Aim:
Pull out the records below and reproduce every line of them word for word.

Part of a data file:
--*--

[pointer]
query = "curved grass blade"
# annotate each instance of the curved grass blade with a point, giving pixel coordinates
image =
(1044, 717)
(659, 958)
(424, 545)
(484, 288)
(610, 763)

--*--

Task result:
[pointer]
query = "curved grass blade"
# annotate each instance of the curved grass blade with a point, giving pixel coordinates
image =
(1044, 717)
(659, 958)
(424, 545)
(484, 288)
(610, 763)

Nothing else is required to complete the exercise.